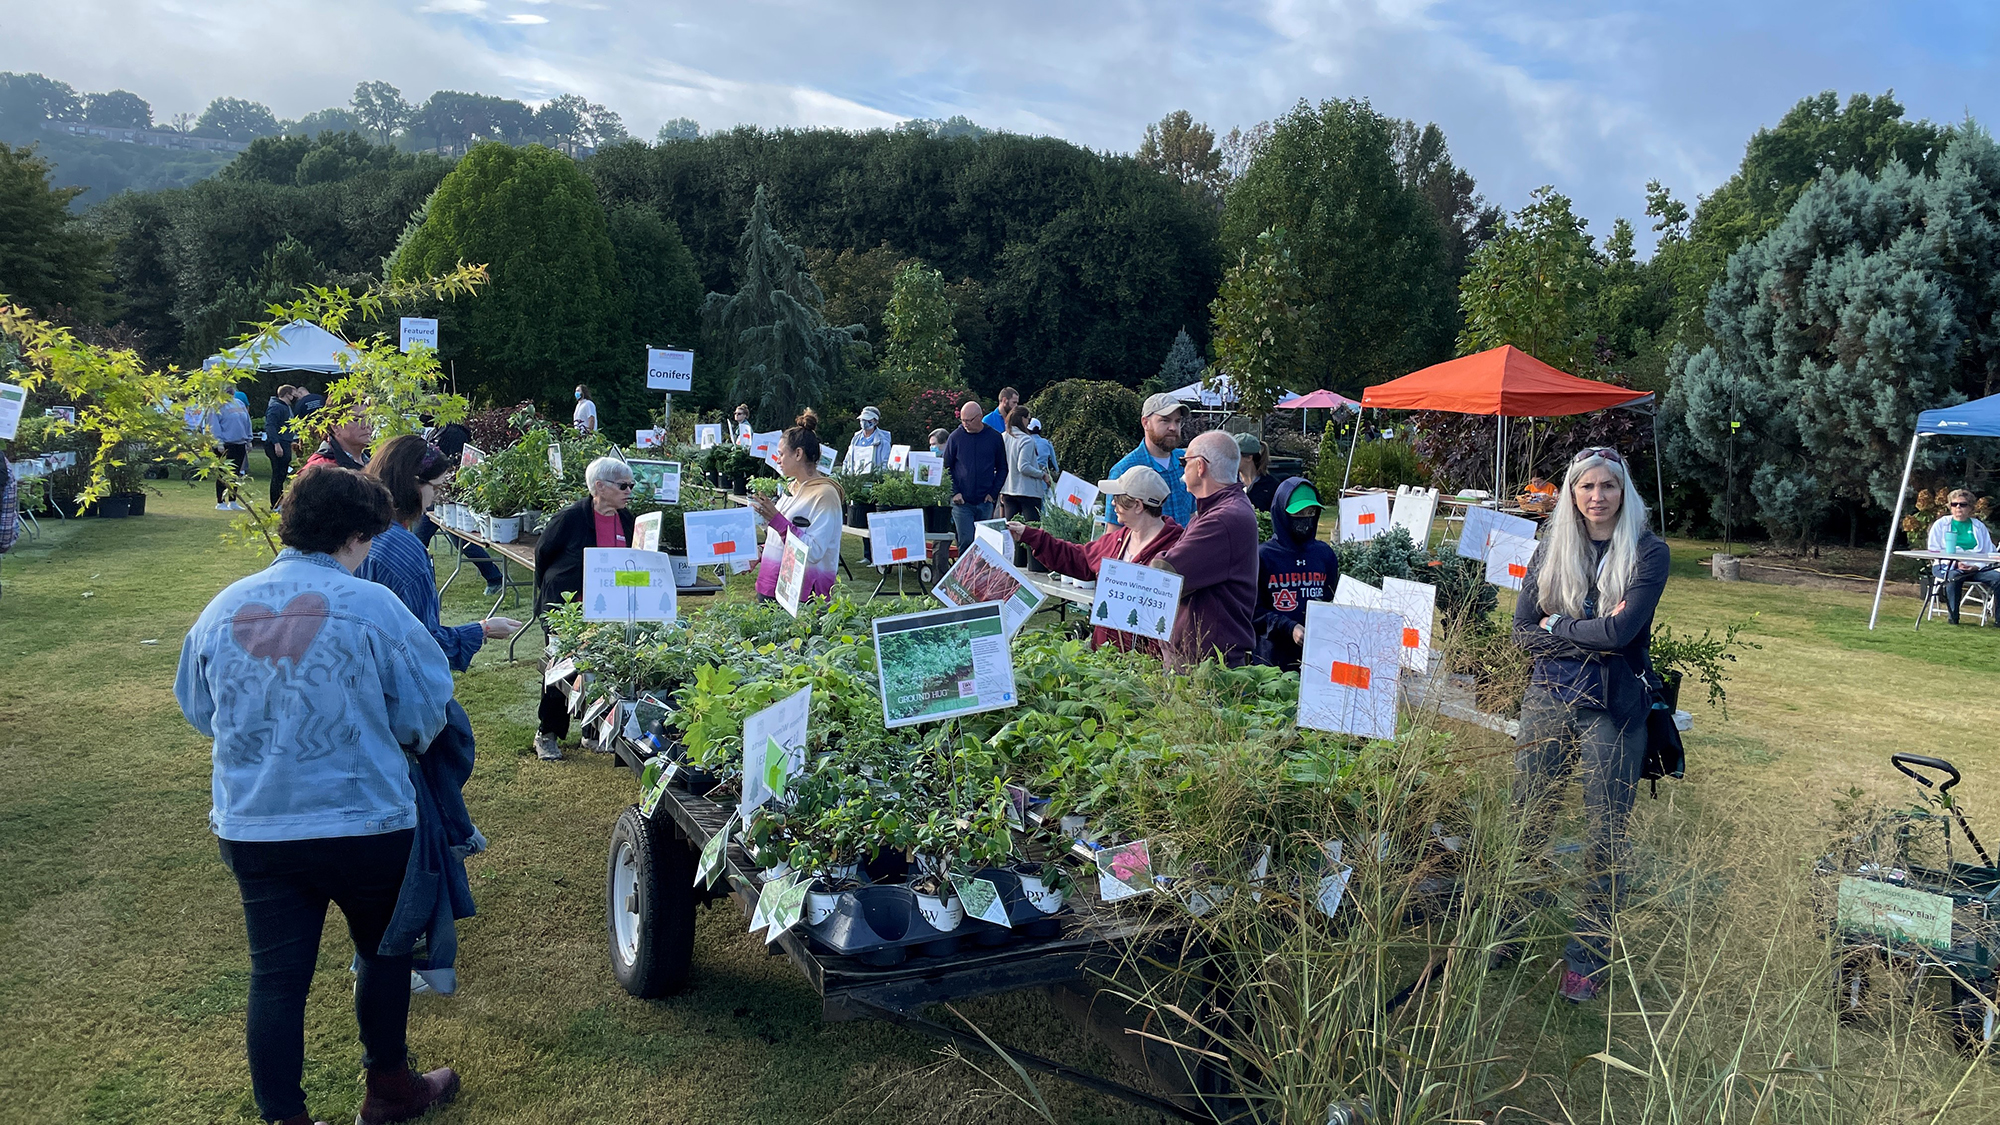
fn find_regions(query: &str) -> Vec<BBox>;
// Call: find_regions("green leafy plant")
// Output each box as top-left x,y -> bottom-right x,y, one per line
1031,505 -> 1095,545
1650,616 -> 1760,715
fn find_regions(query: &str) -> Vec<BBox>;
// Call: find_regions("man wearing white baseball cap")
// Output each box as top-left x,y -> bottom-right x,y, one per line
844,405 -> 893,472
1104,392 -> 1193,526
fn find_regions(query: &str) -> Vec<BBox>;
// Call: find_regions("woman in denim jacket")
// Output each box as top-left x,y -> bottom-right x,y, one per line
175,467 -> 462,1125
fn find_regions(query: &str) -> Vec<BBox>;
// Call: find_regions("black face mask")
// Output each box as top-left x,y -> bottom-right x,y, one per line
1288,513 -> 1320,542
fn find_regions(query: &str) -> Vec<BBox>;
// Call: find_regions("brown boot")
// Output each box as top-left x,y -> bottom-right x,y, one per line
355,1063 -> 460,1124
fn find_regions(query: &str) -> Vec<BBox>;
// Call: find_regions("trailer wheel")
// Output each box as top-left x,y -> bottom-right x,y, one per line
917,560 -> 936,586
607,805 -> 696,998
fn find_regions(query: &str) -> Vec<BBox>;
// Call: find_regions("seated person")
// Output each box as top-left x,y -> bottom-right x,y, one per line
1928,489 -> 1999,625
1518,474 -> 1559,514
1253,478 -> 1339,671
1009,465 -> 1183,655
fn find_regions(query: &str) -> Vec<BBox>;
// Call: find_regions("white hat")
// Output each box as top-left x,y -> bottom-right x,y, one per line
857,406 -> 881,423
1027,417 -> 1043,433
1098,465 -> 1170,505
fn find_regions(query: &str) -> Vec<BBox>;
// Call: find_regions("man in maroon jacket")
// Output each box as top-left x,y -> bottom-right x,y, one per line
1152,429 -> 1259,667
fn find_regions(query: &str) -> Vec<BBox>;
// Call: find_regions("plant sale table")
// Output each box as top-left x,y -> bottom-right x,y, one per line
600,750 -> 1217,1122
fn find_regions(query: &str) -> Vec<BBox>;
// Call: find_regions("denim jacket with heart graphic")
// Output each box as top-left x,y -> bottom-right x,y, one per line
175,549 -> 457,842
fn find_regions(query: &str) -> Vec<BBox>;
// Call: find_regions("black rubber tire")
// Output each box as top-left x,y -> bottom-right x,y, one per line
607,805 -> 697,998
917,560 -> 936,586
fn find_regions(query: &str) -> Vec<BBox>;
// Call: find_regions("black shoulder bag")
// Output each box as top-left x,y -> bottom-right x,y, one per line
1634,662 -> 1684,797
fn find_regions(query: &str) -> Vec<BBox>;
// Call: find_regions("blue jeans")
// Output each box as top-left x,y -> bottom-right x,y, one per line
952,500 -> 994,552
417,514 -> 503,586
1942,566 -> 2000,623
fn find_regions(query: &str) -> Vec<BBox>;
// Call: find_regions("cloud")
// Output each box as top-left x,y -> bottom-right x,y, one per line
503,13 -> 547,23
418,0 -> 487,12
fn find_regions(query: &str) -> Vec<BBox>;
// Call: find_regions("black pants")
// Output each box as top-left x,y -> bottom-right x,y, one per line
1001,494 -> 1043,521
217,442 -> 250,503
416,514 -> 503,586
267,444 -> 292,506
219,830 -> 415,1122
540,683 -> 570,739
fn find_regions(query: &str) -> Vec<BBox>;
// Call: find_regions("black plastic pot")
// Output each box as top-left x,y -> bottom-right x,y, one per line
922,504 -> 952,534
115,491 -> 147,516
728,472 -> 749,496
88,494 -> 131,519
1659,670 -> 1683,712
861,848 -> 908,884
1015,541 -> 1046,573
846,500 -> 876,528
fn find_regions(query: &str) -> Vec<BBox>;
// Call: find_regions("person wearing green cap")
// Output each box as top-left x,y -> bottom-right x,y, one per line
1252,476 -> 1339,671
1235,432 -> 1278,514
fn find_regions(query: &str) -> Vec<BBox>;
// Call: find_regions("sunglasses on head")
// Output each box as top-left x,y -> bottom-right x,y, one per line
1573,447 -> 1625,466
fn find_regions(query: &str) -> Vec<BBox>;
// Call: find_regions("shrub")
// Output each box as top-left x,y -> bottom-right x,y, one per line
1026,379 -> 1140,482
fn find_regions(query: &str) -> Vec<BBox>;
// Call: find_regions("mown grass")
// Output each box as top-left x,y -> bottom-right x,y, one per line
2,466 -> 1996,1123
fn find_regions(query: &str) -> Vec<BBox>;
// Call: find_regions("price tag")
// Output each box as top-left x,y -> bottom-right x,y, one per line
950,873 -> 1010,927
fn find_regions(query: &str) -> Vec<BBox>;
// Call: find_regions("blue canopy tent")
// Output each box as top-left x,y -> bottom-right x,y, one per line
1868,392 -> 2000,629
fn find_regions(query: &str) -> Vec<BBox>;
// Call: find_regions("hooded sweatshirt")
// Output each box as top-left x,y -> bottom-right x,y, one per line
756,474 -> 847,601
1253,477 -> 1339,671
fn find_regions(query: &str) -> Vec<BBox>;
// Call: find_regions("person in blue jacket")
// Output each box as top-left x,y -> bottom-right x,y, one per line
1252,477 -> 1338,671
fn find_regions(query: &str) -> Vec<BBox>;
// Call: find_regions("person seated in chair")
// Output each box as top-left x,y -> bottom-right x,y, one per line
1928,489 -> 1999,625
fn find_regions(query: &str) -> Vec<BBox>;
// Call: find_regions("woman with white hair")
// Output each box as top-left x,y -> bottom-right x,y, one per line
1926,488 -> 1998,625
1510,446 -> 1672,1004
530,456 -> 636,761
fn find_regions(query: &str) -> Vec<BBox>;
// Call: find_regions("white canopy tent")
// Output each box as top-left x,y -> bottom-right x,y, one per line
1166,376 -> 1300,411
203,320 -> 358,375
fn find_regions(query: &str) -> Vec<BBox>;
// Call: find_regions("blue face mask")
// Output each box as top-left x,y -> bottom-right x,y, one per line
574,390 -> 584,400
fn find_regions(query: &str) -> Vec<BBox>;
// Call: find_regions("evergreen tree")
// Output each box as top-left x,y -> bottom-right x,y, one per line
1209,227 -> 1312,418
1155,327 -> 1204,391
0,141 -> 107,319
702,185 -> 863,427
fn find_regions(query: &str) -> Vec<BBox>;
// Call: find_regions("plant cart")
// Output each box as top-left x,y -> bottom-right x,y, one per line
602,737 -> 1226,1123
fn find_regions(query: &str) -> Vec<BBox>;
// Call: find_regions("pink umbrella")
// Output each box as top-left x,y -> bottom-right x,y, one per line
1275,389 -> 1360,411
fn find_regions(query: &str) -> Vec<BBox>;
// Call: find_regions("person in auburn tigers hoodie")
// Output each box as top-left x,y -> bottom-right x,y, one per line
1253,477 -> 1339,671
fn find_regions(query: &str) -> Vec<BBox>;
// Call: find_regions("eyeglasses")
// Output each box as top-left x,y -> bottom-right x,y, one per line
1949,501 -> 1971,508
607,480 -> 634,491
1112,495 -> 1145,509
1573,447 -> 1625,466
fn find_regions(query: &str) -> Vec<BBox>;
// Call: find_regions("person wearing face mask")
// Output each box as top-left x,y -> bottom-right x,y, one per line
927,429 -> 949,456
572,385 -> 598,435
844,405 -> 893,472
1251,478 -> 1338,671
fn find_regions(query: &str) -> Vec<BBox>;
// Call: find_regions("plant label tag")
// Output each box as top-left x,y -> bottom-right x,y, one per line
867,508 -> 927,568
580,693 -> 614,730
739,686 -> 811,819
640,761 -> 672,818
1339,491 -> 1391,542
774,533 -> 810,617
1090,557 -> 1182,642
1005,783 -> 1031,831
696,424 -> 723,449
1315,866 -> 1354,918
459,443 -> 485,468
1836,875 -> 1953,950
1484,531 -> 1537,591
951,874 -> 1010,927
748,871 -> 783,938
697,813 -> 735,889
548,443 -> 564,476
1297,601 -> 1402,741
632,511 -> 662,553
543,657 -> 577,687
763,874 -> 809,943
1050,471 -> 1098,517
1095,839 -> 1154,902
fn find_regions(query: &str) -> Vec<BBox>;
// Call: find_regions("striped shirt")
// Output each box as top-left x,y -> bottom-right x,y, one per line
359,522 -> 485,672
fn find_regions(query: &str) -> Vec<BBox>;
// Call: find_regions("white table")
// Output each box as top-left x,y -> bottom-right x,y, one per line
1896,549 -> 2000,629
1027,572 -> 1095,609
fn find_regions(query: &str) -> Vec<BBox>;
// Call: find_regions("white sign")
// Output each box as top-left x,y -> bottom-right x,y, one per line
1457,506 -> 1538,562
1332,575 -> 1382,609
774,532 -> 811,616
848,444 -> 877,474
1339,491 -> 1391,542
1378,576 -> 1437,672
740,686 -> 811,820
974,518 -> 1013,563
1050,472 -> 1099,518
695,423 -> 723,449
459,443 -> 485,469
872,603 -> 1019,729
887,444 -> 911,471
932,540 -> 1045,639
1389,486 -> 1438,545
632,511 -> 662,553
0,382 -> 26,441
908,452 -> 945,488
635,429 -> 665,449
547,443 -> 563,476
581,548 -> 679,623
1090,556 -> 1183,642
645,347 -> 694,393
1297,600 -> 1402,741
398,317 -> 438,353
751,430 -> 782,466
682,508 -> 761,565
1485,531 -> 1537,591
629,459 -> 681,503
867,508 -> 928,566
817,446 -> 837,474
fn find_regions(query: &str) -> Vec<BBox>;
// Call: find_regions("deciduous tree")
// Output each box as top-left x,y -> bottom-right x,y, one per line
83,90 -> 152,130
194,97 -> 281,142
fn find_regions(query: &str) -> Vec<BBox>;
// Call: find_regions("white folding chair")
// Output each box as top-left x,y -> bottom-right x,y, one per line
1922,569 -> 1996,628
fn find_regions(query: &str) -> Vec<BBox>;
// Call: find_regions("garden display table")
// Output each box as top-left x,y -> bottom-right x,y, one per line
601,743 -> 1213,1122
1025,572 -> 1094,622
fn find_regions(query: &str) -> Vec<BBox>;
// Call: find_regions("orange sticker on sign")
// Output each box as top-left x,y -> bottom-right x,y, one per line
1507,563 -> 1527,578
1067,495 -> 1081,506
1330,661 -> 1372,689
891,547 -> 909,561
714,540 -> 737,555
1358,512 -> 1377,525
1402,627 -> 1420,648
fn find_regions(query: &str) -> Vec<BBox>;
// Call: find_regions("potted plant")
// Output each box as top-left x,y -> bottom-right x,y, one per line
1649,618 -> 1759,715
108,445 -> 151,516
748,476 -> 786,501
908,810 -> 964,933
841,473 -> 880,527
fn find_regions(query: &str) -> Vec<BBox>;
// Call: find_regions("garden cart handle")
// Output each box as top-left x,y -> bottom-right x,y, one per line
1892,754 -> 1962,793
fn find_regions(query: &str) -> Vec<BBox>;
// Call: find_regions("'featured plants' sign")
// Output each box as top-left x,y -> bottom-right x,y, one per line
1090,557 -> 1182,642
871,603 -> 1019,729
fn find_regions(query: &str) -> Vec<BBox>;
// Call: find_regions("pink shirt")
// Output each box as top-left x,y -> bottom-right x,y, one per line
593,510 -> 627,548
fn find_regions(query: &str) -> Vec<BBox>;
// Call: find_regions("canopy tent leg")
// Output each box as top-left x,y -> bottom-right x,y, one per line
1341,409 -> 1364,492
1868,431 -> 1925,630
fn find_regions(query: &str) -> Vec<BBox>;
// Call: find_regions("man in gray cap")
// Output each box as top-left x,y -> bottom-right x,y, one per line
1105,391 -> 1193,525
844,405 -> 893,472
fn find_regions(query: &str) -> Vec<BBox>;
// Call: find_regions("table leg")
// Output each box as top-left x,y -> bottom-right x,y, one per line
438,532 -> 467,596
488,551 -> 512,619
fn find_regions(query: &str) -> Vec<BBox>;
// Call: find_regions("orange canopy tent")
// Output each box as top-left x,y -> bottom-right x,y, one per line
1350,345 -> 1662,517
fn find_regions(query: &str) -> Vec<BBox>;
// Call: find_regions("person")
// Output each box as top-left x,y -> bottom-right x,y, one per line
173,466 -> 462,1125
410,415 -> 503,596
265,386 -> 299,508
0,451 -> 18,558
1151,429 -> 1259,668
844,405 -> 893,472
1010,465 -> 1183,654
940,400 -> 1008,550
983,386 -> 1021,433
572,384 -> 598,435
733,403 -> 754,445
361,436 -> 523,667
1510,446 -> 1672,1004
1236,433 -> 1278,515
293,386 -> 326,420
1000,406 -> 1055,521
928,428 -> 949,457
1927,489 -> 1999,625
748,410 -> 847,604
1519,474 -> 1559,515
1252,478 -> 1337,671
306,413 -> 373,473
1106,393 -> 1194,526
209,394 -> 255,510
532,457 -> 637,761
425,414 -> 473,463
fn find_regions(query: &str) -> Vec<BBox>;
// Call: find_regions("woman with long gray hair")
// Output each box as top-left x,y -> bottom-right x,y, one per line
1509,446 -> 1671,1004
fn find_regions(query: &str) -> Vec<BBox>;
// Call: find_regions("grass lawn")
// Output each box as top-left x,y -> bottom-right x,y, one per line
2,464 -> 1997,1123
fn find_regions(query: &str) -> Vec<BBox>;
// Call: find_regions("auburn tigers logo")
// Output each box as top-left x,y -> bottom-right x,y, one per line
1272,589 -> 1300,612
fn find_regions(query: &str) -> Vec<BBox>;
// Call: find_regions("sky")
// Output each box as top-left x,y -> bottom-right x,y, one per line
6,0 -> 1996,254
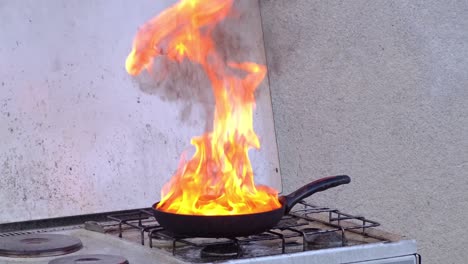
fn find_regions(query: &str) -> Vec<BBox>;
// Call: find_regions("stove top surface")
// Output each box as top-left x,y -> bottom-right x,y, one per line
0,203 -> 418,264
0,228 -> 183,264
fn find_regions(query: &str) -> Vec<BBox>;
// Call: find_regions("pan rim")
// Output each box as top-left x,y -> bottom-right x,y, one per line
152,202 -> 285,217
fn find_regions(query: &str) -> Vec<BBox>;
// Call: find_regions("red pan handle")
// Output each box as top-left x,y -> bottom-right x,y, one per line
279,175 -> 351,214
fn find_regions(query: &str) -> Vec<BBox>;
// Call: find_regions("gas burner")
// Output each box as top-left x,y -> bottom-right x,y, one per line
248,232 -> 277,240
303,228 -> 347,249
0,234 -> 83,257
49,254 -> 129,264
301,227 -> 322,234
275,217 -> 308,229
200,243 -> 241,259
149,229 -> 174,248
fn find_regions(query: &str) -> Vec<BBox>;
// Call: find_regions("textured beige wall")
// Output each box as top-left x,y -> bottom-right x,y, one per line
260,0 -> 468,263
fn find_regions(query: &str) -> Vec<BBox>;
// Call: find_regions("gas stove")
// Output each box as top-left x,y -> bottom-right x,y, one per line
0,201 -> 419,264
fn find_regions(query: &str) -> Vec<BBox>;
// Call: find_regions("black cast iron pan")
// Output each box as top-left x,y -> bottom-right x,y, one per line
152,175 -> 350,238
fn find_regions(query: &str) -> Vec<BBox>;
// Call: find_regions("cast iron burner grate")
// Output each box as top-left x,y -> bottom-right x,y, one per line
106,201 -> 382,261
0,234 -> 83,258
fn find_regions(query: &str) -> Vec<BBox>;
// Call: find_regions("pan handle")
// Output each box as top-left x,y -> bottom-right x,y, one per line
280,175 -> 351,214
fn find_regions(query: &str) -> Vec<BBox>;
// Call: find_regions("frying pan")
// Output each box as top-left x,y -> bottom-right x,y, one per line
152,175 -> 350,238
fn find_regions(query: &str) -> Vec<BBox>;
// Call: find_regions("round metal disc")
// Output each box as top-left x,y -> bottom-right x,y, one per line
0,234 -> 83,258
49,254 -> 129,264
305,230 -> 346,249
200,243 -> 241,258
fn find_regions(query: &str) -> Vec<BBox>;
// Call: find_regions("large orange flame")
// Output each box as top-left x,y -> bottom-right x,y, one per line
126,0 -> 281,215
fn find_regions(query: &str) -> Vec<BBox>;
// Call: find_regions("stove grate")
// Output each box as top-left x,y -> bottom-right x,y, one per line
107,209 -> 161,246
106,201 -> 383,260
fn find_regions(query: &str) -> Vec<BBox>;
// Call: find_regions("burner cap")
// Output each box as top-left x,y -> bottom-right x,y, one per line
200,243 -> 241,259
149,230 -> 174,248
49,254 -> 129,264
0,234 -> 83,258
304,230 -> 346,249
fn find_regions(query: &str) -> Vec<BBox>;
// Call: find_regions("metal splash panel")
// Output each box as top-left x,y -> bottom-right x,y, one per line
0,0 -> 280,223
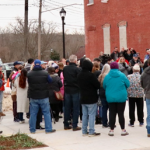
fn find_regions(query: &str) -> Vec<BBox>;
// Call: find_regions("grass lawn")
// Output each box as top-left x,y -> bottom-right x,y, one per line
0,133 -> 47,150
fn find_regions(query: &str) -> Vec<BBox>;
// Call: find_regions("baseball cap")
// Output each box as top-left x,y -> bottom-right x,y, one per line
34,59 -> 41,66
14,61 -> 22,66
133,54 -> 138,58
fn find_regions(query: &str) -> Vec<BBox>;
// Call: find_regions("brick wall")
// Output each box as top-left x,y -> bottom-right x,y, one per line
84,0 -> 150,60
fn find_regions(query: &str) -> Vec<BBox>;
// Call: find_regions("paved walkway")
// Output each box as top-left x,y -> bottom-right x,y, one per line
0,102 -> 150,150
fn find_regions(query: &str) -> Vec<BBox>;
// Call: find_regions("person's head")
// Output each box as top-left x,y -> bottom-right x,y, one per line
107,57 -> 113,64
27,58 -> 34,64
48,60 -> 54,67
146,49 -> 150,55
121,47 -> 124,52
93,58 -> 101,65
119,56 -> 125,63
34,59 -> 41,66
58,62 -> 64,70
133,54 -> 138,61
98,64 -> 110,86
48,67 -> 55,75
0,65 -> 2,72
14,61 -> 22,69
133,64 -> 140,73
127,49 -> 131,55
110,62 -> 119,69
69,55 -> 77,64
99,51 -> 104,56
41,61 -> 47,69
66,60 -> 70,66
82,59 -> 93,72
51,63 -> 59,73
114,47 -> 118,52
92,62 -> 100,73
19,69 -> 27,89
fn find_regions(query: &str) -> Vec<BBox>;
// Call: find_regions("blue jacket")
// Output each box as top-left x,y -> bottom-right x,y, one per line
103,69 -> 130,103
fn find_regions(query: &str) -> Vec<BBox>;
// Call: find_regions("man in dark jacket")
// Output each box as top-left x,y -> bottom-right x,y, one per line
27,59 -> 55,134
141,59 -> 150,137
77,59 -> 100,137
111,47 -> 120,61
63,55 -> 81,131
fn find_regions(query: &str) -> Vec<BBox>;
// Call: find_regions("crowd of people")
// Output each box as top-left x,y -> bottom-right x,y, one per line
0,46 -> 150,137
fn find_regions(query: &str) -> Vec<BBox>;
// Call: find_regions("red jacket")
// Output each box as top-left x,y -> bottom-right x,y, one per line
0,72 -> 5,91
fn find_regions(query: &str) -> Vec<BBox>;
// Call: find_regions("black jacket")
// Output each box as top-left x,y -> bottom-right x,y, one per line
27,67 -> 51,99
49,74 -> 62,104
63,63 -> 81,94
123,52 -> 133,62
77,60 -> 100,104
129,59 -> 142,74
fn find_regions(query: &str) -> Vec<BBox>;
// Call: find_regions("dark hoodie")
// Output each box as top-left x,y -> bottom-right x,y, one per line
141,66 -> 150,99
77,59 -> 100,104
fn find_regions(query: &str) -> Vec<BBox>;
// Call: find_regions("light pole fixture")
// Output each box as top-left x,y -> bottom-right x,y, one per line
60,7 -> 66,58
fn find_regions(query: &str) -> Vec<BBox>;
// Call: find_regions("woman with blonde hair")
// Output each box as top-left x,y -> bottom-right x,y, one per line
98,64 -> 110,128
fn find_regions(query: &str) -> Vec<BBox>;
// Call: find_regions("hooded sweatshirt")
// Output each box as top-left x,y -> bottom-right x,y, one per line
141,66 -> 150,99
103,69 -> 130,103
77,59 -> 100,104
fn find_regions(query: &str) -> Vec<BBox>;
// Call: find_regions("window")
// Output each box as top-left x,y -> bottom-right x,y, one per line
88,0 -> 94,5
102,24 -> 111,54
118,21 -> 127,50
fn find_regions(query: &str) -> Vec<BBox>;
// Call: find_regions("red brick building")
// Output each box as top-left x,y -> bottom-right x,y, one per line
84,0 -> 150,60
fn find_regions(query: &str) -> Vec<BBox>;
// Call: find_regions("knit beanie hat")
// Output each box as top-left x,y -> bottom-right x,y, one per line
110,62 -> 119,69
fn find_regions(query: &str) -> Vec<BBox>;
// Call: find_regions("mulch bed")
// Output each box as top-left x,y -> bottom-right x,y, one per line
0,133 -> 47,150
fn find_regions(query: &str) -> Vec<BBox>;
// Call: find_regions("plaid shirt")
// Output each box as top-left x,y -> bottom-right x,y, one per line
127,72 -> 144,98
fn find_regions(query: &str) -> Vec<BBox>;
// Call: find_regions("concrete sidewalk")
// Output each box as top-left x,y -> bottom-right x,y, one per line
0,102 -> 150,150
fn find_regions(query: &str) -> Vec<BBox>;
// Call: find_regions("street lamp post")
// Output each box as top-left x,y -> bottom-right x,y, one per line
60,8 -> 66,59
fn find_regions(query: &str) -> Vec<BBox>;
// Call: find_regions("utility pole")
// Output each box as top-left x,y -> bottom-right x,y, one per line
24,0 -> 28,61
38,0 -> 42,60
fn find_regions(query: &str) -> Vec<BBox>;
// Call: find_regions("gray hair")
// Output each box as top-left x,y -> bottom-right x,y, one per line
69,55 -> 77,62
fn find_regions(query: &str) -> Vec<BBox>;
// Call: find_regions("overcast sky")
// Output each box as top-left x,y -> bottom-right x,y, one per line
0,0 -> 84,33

* * * *

■ Task item:
For the data above, count every line in which the string "mask" appears, and answer with the count only.

■ Result for this task:
3